__Entries supplied__
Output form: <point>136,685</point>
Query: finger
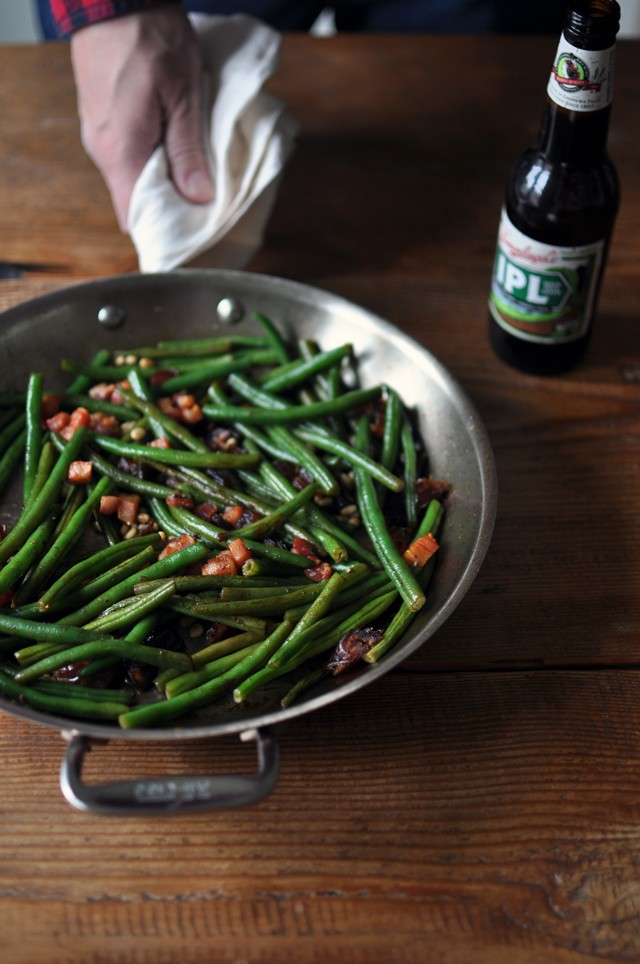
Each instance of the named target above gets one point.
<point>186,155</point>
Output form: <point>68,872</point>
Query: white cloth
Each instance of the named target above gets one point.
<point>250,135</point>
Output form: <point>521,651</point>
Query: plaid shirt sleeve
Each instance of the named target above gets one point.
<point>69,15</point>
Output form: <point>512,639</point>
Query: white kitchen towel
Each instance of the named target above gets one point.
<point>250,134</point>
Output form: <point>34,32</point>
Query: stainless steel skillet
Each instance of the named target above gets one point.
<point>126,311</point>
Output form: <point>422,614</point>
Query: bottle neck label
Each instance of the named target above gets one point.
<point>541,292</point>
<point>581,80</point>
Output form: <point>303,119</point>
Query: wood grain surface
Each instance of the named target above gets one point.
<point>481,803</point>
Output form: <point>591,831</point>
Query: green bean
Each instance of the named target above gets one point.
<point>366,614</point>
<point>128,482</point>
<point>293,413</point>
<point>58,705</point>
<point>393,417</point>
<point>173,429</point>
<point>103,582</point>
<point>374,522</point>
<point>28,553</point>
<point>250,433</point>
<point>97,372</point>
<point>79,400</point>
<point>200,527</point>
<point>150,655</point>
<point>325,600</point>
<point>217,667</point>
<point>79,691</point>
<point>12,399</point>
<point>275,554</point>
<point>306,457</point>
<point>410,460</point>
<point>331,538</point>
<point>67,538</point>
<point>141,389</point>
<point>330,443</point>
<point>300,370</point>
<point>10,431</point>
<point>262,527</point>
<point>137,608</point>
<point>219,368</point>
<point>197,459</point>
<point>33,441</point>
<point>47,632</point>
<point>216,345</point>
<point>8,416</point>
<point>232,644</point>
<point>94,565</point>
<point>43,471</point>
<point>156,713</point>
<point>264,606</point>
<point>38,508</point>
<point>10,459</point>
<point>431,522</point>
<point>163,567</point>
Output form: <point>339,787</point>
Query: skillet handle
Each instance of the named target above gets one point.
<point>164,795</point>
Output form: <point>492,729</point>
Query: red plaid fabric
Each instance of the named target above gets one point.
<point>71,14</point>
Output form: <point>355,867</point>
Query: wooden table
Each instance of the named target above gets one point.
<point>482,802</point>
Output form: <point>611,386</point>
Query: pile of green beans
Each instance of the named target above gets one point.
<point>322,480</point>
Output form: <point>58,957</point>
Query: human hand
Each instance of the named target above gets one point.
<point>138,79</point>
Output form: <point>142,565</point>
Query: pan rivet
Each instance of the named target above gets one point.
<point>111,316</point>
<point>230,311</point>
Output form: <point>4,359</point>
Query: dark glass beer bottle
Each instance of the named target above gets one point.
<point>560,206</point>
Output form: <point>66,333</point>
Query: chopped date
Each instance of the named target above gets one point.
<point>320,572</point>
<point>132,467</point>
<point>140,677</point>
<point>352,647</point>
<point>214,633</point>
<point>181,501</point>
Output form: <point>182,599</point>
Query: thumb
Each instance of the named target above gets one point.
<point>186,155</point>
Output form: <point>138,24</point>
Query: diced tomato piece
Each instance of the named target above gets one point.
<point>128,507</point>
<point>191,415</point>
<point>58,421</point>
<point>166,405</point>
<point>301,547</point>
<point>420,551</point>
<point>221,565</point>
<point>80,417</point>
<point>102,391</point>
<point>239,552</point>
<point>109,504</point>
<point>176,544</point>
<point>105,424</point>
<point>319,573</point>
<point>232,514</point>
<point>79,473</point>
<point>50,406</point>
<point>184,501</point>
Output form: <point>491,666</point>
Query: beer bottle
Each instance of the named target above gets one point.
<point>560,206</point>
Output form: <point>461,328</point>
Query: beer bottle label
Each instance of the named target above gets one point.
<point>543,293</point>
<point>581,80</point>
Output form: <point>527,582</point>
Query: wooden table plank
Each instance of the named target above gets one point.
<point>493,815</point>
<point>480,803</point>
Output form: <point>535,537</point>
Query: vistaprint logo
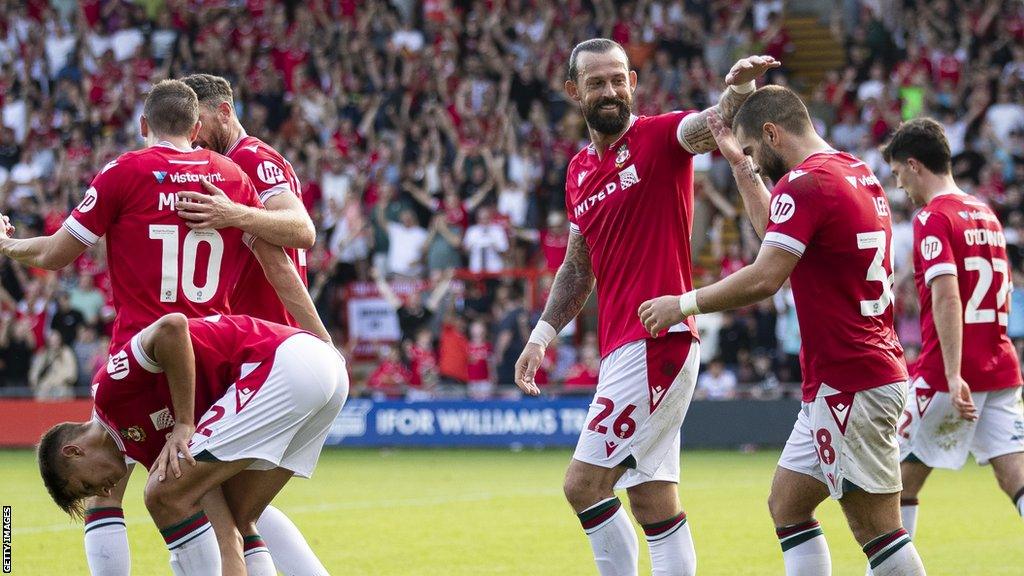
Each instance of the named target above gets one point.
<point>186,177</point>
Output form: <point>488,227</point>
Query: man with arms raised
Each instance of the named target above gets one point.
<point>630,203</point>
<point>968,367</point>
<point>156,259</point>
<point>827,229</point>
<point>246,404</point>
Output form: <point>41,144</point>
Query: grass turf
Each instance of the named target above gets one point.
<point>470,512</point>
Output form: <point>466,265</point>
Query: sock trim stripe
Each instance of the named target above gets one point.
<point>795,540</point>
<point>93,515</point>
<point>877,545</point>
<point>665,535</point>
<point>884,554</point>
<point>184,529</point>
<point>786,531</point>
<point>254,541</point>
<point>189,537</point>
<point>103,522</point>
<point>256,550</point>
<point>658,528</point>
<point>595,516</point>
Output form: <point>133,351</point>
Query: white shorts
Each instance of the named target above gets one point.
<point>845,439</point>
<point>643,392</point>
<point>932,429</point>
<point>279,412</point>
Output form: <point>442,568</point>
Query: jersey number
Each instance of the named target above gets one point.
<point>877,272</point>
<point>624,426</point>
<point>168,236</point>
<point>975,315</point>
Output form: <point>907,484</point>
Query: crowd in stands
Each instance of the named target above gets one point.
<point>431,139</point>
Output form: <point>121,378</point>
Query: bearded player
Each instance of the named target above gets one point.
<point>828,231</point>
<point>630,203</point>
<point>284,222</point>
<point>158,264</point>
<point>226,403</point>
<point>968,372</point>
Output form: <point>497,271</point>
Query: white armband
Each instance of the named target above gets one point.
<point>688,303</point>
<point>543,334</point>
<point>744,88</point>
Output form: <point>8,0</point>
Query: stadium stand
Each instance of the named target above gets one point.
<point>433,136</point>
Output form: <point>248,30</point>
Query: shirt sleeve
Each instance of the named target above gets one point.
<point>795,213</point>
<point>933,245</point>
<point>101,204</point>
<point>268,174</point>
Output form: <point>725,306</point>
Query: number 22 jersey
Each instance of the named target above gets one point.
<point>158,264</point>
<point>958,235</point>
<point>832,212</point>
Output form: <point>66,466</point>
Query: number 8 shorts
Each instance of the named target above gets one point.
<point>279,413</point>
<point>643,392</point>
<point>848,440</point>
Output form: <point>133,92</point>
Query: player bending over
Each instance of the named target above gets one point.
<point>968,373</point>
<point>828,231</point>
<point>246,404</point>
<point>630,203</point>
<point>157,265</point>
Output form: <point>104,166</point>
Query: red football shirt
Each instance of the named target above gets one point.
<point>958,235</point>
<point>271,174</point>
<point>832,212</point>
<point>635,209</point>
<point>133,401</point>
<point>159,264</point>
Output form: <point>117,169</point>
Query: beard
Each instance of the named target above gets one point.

__Exercise instructions__
Copy exactly the lines of the listing above, beginning at the line with "Output form: <point>133,92</point>" and ending at its final line; write out nothing else.

__The result__
Output form: <point>133,92</point>
Query: player bending over
Each instance of the named target above gets one point.
<point>968,373</point>
<point>828,231</point>
<point>246,404</point>
<point>630,203</point>
<point>157,265</point>
Output form: <point>104,166</point>
Query: red football shirt
Each instance of the named target above gets one point.
<point>958,235</point>
<point>271,174</point>
<point>832,212</point>
<point>635,209</point>
<point>133,401</point>
<point>159,264</point>
Output form: <point>117,169</point>
Query: beard
Each instance of the named target above gets one point.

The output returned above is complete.